GIVEN REQUEST 1: In the June 2006 blog archive, rewrite the paragraph beginning "I find this argument weak" more briefly while keeping its main points.
GIVEN REQUEST 2: Go on with the June 2006 blog archive from the point where it stops.

SELECTION:
#####

Archive for June, 2006

I installed Windows Vista Beta 2 last night and, at last, made it work (my floppy drive wasn’t working and I hadn’t noticed — and that was where the SATA driver was!).

My first impressions are good, although the continual checking that you wish applications to run may get annoying. But the Control Panel and My Computer windows are improved beyond recognition.

I look forward to telling you more later on.


Google Personalised Home has started asking me to complete a simple Turing-style test each time I try to open it… I hope this is a short-term bug because it’s beginning to annoy!


A Conservative MEP said of Guantanamo that it was acceptable because the US considers the fight against terrorism to be a war on terror and that it was, therefore, being used to hold prisoners of war.

I find this argument weak. The people they captured, guilty or not, cannot be said to be soldiers in some enemy’s army. They could not be captured on the battlefield and then imprisoned instead of being killed. In a conventional war, civilians could not be taken by the army and held indefinitely and, without ambiguity, this is what has necessarily happened to provide inmates for Guantanamo.

I completely sympathise with the US that they believe they have captured people guilty of attempting to kill US and other Western civilians. I understand that they feel they must find a way to stop these people before they kill people (which is the main problem with suicide bombings), but the solution cannot be the incarceration of potentially innocent people.

#####

SUPPLIED DATA:
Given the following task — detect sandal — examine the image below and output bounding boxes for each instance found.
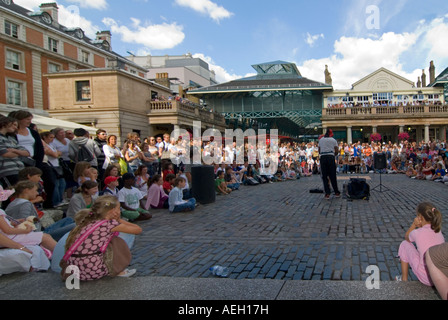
[117,269,137,278]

#####

REPLY 1: I find this argument weak. Those captured, guilty or not, are not soldiers in an enemy army and could not have been taken on a battlefield and imprisoned instead of killed. In a conventional war, an army could not seize civilians and hold them indefinitely, yet this is clearly what had to happen to supply Guantanamo with inmates.

REPLY 2:
People have said to me in the past, and I probably said it myself at first, that these people don’t have much excuse to be where they inevitably were (Afghan hills etc) but that’s not something we have the liberty to decide — these people haven’t even had a kangaroo court hearing, let alone a legitimate one. If only some of the stories about these people having been taken from family weddings etc are true, then it exacerbates the already unacceptable situation.

I haven’t heard anything more of the former Guatanamo prisoners who have been released to Britain, but I don’t believe any of them were involved in the 7th July bombings… Maybe the UK intelligence services are using them as bait, or keeping close tabs on them, but that’s preferable to having innocent people lose four years of their lives. Us atheists don’t expect to have any more than the alloted time — no afterlife to provide us with peace-of-mind — so to lose four of those years is beyond imagination.

Let’s release the prisoners and hope that none of them attack the West or innocent people anywhere. If they do, then at least our consciences can be clear — we did the right thing.


… should be imprisoned until they’re dead.

What a simple debate.


There have been a lot of English patriots complaining about the Scots’ desire to support anyone but England. I am going to risk being the lone in the minority of (thanks Gareth) English patriot voices!

France just lost two points by stopping playing after they were 1-0 up against South Korea. It ended, I am delighted to report, one apiece!

And this delight, this is what the Scots feel when England lose, and I don’t begrudge them that. In fact I have nothing against the Scots generally at all — I welcome their competitiveness. The only Scots I don’t like are those who get animated at the prospect of an English Parliament. So many interjections, so many complaints about English imperialism — it is this which should frustrate, not the quite natural tendency for neighbouring nations to be competitive. If Scotland ever qualifies for the World Cup, they can be sure I’ll be supporting their opponents unless they’re French!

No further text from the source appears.